#### [Entries shown]
- - - - - - -
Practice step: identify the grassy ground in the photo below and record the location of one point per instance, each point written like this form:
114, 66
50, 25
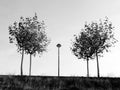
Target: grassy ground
54, 83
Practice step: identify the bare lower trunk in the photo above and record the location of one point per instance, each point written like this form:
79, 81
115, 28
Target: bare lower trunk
30, 65
98, 71
87, 67
21, 68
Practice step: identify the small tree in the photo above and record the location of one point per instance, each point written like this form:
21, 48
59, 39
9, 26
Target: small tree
29, 36
37, 39
101, 36
82, 49
19, 35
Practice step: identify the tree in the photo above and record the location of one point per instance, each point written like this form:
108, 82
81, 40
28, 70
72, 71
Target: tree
29, 36
102, 37
81, 48
37, 38
18, 36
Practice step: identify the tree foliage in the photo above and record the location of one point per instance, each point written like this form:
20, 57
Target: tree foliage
94, 39
29, 35
101, 35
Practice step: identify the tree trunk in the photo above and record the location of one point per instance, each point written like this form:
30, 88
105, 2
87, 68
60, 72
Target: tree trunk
30, 64
87, 67
21, 68
98, 72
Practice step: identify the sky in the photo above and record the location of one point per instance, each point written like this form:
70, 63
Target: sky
63, 19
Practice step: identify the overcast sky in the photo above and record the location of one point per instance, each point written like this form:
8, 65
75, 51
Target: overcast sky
63, 19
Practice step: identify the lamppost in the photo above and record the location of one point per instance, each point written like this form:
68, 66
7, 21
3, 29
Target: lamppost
58, 45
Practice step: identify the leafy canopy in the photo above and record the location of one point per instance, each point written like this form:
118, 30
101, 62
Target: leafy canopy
29, 35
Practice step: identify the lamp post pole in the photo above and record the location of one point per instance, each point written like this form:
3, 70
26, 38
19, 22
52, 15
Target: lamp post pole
58, 45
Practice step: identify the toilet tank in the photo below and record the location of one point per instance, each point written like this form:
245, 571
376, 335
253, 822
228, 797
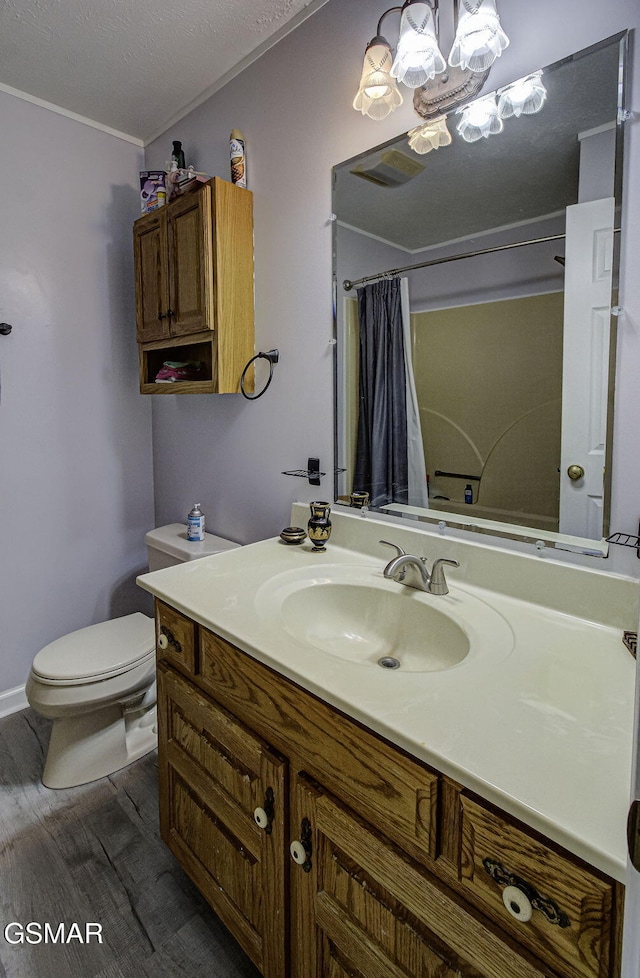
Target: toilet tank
168, 545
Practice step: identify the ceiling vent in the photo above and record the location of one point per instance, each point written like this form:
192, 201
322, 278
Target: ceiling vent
390, 168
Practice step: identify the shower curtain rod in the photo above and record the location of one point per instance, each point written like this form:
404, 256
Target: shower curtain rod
347, 285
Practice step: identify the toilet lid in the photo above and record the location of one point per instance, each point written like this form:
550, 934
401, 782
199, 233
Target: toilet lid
98, 651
- - - - - - -
#### [Stated exercise]
Extract every line of the data above word for word, leaving out the pictures.

#### [Task output]
Practice step: identify the grassy ground in the photo below and record the location of one point per instance, each point written like this form:
114, 66
50, 25
Target: grassy ground
54, 83
Practice step: identify the bare lower trunk in the photo above and record the location of one point per instance, each point written like this form:
79, 81
115, 28
Target: bare lower trunk
30, 65
98, 71
87, 67
21, 68
Practice step: identify the small tree in the photo above and record the location of one point per instance, each point written like this form:
21, 48
59, 39
9, 26
Target: small tree
29, 36
37, 39
101, 36
82, 49
19, 35
Practice step: identify the tree in the photo above and record the location of one point per instance, each point written like this form:
108, 82
81, 40
28, 70
72, 71
Target: tree
29, 36
102, 37
81, 48
37, 38
18, 36
Practice step: identify the tree foliage in the photo above and record the location of one point per instance, each point written like this form:
20, 57
Target: tree foliage
94, 39
29, 35
101, 35
Practice step: identify the tree trunk in the photo above and record the location of one point per instance, each point written like this form:
30, 88
105, 2
87, 68
60, 72
Target: tree trunk
30, 64
87, 67
21, 68
98, 72
Practice step: identify the sky in the photo above and record the location of one point per instance, each point written like this form:
70, 63
Target: sky
63, 19
Practice step: identify the overcast sky in the photo above and record the location of one point per instance, each point written like this form:
8, 65
75, 51
Target: overcast sky
63, 19
Practice step: identify the lamppost in the photo above and record the location of one point per instance, each point written like this form:
68, 66
7, 21
3, 29
Target: lamppost
58, 45
Practice step: identify the leafy canopy in the photo above and record the location of one point per instance, each point written like this form:
118, 30
101, 62
Target: leafy canopy
29, 35
Practice step: identify the lamp post pole in the photo above and record the location of one point per instance, each point written like this form:
3, 70
26, 38
19, 22
52, 15
Target: lamp post pole
58, 45
Practice step: identify the toilet tank in the photo below and record the location of one point per instance, each point written like this form:
245, 571
376, 335
253, 822
228, 797
Target: toilet tank
168, 545
Practice step: identify the ceiling vent in the photo above and record the location of one point per instance, each point written like this form:
192, 201
322, 278
Target: ceiling vent
390, 168
Practice step: identify the shower curtain rod in the photo above and record the location of one point per instance, each point written like this form:
404, 256
Target: shower curtain rod
347, 285
Practice step: identify the toilet lid in the photo above and record the location of one point per instance, each point written like this form:
550, 934
401, 782
199, 233
Target: toilet lid
98, 651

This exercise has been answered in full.